» **GIVEN RECORDS**:
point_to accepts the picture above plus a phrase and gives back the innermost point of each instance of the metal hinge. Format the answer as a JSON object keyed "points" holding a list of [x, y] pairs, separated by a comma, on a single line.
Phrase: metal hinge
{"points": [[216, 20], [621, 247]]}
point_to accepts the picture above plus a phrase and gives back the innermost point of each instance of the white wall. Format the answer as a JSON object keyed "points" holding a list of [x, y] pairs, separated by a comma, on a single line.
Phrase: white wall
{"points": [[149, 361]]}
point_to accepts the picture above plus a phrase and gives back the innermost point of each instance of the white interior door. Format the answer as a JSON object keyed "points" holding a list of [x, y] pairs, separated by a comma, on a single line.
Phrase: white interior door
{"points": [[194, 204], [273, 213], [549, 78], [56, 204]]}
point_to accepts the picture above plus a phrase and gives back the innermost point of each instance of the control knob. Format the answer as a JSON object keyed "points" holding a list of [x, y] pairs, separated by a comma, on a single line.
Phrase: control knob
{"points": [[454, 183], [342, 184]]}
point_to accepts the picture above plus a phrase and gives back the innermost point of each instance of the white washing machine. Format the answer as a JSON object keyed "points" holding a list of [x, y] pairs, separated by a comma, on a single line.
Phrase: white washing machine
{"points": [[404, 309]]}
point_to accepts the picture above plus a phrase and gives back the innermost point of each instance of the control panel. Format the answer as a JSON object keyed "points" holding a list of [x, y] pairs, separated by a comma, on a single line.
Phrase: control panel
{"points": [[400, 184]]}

» **EXERCISE AIM**:
Rescale the listing starting with the line containing "the white washing" and going on through the end of the listing. Reproduce every one of those lines in full, multiplying each point coordinate in the answers by 2.05 and rounding to the nearest whole number, with halves rounded up.

» **ANSWER TO THE TASK**:
point_to accepts the picture above plus a phrase and gives back the innermost point of each instance of the white washing machine. Format the answer as a JSON object keyed "points" holding a list of [x, y] pairs, separated by a comma, on a single line.
Phrase: white washing machine
{"points": [[828, 633]]}
point_to accepts the picture above plus a phrase and gives back the innermost point of each instance of the control panel. Format the answer as a JSON object keyed "points" holding a list of [x, y] pairs, separated by a comma, on a single line.
Phrase: control panel
{"points": [[820, 377]]}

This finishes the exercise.